**PASSAGE SHOWN:**
◆ ◆ ◆ ◆
# do i really HAVE to wear a mtb helmet...?



## GorillaTactics (Nov 12, 2006)

Yo guys,

I mostly hang out in the DJ/Park/Urban forum since it's my riding style of choice, but I recently picked up a Kona Dawg Primo at a retarded price-I thought it would be fun to get out on some trails other than the DJ kind. I definitely wear a helmet when I ride, my bucket of choice is just a basic skate/BMX lid. 

After going to the LBS and checking out some of the "mountain biking" helmets, I'm wondering if there's a reason I can't just wear my lid riding my AM bike-the MTB helmets are just so damn GOOFY looking. Plus they just feel kind of weird after wearing something so low profile for so long. 

Is there a MTB bucket any of you guys (or girls) recommend and love that fits comfortably and doesn't look like something Neil Armstrong would wear? Or can I just rock the skate lid on the trails?


----------



## Blaster1200 (Feb 20, 2004)

By all means, use the skate lid! In some cases, it may even offer better or worse protection.

However, if you want the awesome ventilation that mtb helmets have to offer or you find yourself getting hot while climbing up hills, you'll see why mtb helmets are so cool :thumbsup:


----------



## shiggy (Dec 19, 1998)

Wear what you like. My favorite helmet is the Giro Semi and I am your basic XC/trail rider. I also use a Bell pi##-pot from time to time as well as a road/mtb model.


----------



## kapusta (Jan 17, 2004)
◆ ◆ ◆ ◆
**TASKS FOR THIS EXERCISE:**
#1 In the helmet thread, what bike did GorillaTactics recently pick up?
#2 Please extend the helmet thread from the point where it stops.

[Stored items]
◆ ◆ ◆ ◆
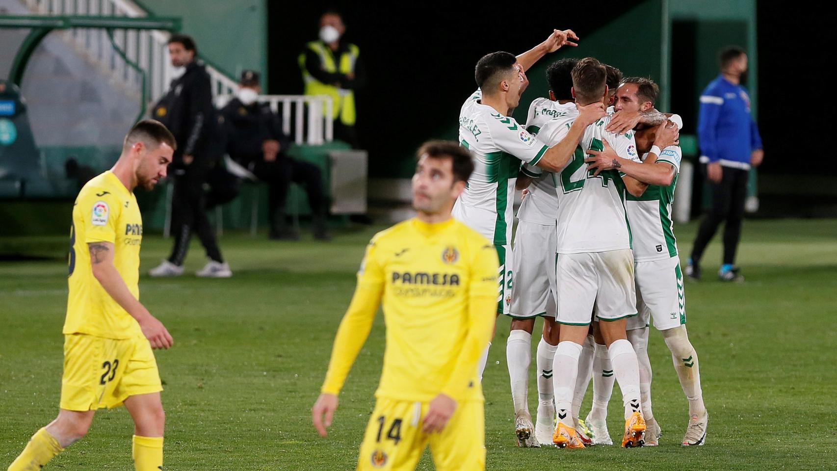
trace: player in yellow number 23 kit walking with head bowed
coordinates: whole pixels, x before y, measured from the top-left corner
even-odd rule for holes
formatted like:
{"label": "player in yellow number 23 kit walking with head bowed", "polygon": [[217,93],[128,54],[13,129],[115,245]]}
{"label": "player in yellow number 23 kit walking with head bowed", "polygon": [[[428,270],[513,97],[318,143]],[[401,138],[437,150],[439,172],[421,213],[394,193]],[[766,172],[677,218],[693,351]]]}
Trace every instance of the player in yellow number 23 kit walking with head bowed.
◆ ◆ ◆ ◆
**ANSWERS TO THIS EXERCISE:**
#1 A Kona Dawg Primo.

#2
GorillaTactics said:


> Yo guys,
> 
> I mostly hang out in the DJ/Park/Urban forum since it's my riding style of choice, but I recently picked up a Kona Dawg Primo at a retarded price-I thought it would be fun to get out on some trails other than the DJ kind. I definitely wear a helmet when I ride, my bucket of choice is just a basic skate/BMX lid.
> 
> ...


I think it's mostly an issue of ventilation, and possibly weight. Otherwise, there is really ne reason not to use a skate lid if you like it.

I did borrow a skate-type lid once for a short road ride. The only issue I had was it dug into the back of my neck when I was leaning forward with my head up (which is most of the time on a road bike). This is more of an issue with road riding, and some xc setups, but would have been less so for me on a more upright setup like a have now on my MTB.

For a ventilated mtb helmet that might be more your style, check out the Giro Xen. It has a sort of skate helmet look about it.

I think a mountain bike helmet may be more comfortable (lighter/cooler) for long mountain bike rides once you get used to the different fit. Yeah, they are pretty goofy looking, but they are the shape they are for a reason. Sort of like spandex, but I won't go there.


----------



## tkblazer (Sep 18, 2005)

you can look into the fox flux helmet as well










i like my giro hex which replaced a xen that cracked in 3 different spots. I know guys that ride AM with a skate helmet, but i can only imagine how hot your head would get.


----------



## Dave Moore (Apr 15, 2004)

I rode some trails last year after buying my first skate lid. Up to that point I'd always wore the typical goofy MTB helmet.

It was HOT!!! 

I agree though, wear what you like. There is nothing wrong with a skate lid on the trails but do be careful if your riding a long time and its hot out. Heat exhaustion aint no laughing matter.


----------



## shiggy (Dec 19, 1998)

As a counterpoint, I find my Semi (a skate style helmet with slightly better venting) to be cooler than my Bell XRay.

In a hot (85*) sunny 12hr event (solo) I was swapping between the two helmets. The much more open XRay was much warmer than the Semi on the climbs as it let the sun shine directly on my scalp and only slightly cooler on the descents.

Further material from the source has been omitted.